>> START

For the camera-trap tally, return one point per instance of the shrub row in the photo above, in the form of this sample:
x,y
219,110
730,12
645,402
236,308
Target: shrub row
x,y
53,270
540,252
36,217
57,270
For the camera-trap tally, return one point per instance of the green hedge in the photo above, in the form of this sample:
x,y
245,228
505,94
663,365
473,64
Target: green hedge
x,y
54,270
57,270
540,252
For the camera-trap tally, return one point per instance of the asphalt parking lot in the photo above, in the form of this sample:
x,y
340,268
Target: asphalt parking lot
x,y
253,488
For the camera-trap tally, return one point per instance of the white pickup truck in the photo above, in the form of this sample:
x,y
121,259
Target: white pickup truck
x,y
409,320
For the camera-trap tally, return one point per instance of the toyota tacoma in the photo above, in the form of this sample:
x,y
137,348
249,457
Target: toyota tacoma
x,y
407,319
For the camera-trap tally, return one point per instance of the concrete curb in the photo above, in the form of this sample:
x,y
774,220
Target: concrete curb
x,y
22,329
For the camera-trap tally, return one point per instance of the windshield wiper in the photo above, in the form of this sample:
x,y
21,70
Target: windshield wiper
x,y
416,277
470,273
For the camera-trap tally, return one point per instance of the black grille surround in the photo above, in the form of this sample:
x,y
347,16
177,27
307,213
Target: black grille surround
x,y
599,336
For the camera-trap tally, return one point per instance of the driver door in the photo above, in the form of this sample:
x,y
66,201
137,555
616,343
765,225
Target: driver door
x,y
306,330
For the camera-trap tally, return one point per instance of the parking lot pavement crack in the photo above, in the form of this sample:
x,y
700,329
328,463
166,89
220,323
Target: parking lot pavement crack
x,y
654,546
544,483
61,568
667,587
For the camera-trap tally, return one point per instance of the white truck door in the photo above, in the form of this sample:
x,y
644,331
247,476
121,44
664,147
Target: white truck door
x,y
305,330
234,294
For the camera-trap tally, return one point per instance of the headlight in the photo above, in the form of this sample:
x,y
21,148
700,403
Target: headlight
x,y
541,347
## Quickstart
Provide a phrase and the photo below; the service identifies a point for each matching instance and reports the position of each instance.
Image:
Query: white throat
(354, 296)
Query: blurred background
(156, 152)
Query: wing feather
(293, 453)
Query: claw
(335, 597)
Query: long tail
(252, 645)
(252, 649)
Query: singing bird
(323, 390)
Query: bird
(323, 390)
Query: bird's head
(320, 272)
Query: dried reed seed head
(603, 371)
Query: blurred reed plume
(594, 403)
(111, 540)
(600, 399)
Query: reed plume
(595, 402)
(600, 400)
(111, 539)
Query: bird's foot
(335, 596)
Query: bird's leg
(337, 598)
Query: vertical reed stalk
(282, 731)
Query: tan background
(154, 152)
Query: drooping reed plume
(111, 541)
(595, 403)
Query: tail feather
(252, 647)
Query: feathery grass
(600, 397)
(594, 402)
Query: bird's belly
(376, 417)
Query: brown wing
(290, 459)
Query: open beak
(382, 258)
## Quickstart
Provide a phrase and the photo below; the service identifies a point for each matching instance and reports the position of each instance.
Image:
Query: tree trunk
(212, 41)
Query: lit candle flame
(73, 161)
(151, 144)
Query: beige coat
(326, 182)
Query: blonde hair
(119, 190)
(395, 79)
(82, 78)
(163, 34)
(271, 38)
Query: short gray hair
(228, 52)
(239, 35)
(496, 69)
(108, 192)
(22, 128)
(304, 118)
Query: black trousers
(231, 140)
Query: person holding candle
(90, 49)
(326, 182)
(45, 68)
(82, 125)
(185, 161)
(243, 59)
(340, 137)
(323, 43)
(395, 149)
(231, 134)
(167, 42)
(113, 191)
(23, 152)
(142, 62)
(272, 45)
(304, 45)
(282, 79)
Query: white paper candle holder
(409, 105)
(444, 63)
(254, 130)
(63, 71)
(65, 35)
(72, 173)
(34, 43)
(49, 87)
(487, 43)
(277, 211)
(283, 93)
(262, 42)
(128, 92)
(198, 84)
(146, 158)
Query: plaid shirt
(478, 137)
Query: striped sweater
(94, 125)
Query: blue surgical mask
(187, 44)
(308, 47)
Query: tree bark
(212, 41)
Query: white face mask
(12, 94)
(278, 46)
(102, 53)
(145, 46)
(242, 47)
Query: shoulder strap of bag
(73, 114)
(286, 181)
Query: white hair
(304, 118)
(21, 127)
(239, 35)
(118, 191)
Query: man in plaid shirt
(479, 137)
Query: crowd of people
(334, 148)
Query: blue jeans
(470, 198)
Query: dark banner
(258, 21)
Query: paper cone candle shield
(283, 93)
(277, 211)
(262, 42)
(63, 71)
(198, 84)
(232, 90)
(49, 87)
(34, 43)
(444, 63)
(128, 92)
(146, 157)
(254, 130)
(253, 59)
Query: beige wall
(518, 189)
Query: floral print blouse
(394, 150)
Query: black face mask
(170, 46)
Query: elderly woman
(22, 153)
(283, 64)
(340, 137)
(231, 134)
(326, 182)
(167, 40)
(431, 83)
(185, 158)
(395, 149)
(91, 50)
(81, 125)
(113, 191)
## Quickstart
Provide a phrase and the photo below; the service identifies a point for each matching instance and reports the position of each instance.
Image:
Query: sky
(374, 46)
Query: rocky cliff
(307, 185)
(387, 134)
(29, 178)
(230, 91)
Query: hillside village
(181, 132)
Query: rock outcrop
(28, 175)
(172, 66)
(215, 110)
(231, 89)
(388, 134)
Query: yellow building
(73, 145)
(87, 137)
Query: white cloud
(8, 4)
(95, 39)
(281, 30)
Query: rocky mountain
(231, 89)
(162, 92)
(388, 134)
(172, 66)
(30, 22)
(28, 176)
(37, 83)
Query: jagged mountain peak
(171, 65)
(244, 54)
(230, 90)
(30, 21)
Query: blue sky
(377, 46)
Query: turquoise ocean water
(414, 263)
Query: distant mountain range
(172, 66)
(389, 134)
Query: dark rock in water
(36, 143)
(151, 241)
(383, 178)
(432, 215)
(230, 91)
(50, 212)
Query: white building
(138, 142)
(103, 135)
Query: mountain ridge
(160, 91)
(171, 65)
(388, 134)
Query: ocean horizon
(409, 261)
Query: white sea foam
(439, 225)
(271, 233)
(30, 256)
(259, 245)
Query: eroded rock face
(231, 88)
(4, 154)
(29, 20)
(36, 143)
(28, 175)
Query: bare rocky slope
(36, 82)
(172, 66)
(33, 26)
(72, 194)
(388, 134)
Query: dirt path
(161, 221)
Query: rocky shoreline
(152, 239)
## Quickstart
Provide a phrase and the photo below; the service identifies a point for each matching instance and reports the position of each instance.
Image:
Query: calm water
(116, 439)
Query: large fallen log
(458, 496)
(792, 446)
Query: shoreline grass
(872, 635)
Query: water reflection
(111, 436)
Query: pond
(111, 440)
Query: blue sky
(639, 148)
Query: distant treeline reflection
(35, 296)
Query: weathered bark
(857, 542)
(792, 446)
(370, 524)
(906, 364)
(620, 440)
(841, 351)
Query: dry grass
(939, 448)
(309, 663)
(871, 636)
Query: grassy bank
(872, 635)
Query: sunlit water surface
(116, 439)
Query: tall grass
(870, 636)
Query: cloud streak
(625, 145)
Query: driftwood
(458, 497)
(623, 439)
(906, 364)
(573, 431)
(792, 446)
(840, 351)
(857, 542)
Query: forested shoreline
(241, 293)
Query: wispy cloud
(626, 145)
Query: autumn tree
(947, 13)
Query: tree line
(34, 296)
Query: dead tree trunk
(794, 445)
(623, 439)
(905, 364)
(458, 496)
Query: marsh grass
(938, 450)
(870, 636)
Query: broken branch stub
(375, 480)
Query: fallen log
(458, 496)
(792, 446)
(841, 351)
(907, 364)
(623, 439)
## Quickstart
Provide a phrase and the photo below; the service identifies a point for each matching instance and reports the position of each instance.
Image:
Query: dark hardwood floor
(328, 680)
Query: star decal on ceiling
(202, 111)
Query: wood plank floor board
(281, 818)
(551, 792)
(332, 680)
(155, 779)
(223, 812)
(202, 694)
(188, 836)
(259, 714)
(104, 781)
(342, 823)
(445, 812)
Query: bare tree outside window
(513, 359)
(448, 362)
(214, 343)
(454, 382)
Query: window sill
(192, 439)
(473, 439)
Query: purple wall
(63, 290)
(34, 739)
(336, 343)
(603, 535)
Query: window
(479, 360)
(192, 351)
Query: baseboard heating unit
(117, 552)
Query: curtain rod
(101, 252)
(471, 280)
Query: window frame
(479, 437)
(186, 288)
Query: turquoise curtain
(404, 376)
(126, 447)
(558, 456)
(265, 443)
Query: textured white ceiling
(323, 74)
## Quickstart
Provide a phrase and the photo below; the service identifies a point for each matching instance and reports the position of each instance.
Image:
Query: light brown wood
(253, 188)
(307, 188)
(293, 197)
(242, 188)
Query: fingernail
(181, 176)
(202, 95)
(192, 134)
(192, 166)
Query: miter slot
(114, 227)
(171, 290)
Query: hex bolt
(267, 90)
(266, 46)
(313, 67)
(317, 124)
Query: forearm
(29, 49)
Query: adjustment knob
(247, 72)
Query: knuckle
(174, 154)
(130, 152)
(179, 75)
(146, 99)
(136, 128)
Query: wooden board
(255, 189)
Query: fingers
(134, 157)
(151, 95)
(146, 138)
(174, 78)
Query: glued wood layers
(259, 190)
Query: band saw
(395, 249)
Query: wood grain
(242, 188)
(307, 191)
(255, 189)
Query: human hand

>> END

WHAT YOU WILL DO:
Write out, word for word, every line from the one containing "Query: star decal on ceiling" through the last line of the records above.

RESPONSE:
Query: star decal on ceiling
(202, 111)
Query: wood plank floor board
(281, 818)
(551, 792)
(332, 680)
(155, 779)
(223, 812)
(202, 694)
(188, 836)
(259, 714)
(104, 781)
(342, 823)
(445, 812)
Query: bare tree outside window
(513, 359)
(448, 362)
(214, 343)
(454, 382)
Query: window sill
(192, 439)
(473, 439)
Query: purple wall
(63, 290)
(34, 739)
(336, 343)
(603, 535)
Query: window
(479, 360)
(192, 351)
Query: baseboard heating unit
(117, 552)
Query: curtain rod
(101, 252)
(471, 280)
Query: window frame
(479, 437)
(186, 288)
Query: turquoise curtain
(404, 376)
(126, 447)
(558, 456)
(265, 443)
Query: textured white ceiling
(323, 74)
## Quickstart
Provide a phrase and the photo below; the service identifies a point for each matching instance and reports the position of each instance.
Image:
Query: light brown wood
(253, 188)
(307, 188)
(293, 197)
(242, 188)
Query: fingernail
(181, 176)
(202, 95)
(192, 134)
(192, 166)
Query: miter slot
(114, 227)
(171, 290)
Query: hex bolt
(267, 90)
(266, 46)
(313, 67)
(317, 124)
Query: forearm
(29, 49)
Query: adjustment knob
(247, 72)
Query: knuckle
(174, 154)
(130, 152)
(179, 75)
(146, 99)
(136, 128)
Query: wooden board
(255, 189)
Query: fingers
(134, 157)
(151, 95)
(146, 138)
(174, 78)
Query: glued wood layers
(259, 190)
Query: band saw
(395, 249)
Query: wood grain
(242, 188)
(307, 191)
(255, 189)
Query: human hand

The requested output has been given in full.